Copy out the data below as written; omit any images.

■ **Dataset**:
***

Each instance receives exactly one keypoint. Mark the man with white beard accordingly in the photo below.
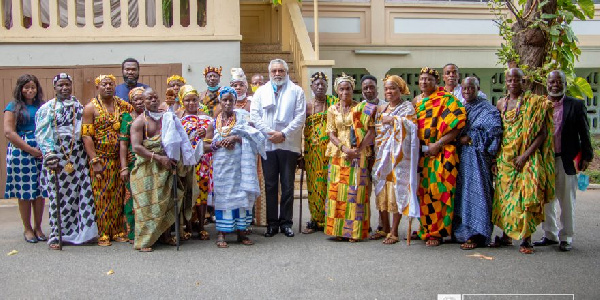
(278, 110)
(571, 137)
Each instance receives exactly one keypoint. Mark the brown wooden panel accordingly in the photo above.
(83, 88)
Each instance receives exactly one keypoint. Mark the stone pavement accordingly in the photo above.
(303, 267)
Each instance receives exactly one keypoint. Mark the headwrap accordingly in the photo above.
(432, 72)
(399, 82)
(227, 90)
(212, 69)
(318, 75)
(61, 76)
(186, 90)
(136, 91)
(102, 77)
(176, 77)
(237, 75)
(344, 78)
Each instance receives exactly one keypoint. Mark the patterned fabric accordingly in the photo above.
(192, 125)
(77, 207)
(474, 190)
(126, 121)
(347, 208)
(232, 220)
(438, 114)
(23, 171)
(316, 163)
(109, 190)
(154, 207)
(519, 197)
(397, 155)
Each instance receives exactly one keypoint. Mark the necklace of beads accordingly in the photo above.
(517, 109)
(69, 166)
(112, 118)
(225, 124)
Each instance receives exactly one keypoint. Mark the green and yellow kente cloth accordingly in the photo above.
(126, 120)
(437, 115)
(316, 163)
(109, 190)
(519, 197)
(151, 188)
(347, 210)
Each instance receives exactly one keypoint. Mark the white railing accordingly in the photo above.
(85, 21)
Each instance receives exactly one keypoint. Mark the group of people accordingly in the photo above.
(126, 166)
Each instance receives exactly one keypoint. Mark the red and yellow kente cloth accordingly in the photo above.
(438, 114)
(316, 139)
(347, 210)
(519, 197)
(109, 190)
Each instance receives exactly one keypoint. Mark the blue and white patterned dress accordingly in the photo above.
(474, 190)
(22, 169)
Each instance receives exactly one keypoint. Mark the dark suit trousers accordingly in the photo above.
(280, 167)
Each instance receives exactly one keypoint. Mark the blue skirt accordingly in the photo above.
(23, 172)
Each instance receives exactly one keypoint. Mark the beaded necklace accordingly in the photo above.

***

■ **Answer for this exercise**:
Each instance receives exactly one keypoint. Mark the man with white beard accordingly in the photo below.
(278, 110)
(571, 137)
Each instance receives exactly one keypoint. Mark the brown wooden panel accordingly in the photo above.
(83, 88)
Each instance receives exactly one keypoint. Mark the stone pavement accordingly in the photo above.
(303, 267)
Each instance receives exactly one keypoint. Mark the headwrap accordingly in the photo above.
(432, 72)
(399, 82)
(227, 90)
(212, 69)
(318, 75)
(61, 76)
(186, 90)
(136, 91)
(102, 77)
(176, 77)
(237, 75)
(344, 78)
Each instance receives exactly one keypoint. Mark the patterned fabric accordingly in the photo above.
(192, 125)
(77, 207)
(474, 190)
(126, 121)
(347, 208)
(232, 220)
(438, 114)
(23, 171)
(316, 163)
(109, 190)
(154, 207)
(519, 197)
(397, 155)
Each instance receives exactly one keypoint. Mark the necklace of beads accordingly in the photo above.
(517, 109)
(69, 166)
(112, 118)
(225, 124)
Each instance receives exactly one keypoint. Mark the green and yellow kente cloth accordingly in the photo above.
(126, 120)
(437, 115)
(316, 163)
(109, 190)
(519, 197)
(151, 188)
(347, 210)
Each instance receives exactly one keypoint. Mark the white railing accordingly in the photo above.
(85, 21)
Each instance receives exactly one keypoint. Mark the group of people accordingly in the photo above.
(126, 166)
Each instance receives exactly one keypoint. Mark the red and yellow kente cloth accordingly in the photo above.
(438, 114)
(316, 139)
(347, 210)
(519, 197)
(109, 190)
Each instance receives exactly one keypoint. Mark the blue and white patterned dress accordingly in the photo above.
(474, 190)
(22, 169)
Each instance receives exactly one keypoint. Mark the dark suit trousers accordingly in the photo above.
(280, 167)
Each instance receives exactly one keypoint. Mark the blue skirt accordingly in the photo above.
(23, 172)
Each instance receives exactly one keypoint. Mark the beaded necklace accordingly in the photo above.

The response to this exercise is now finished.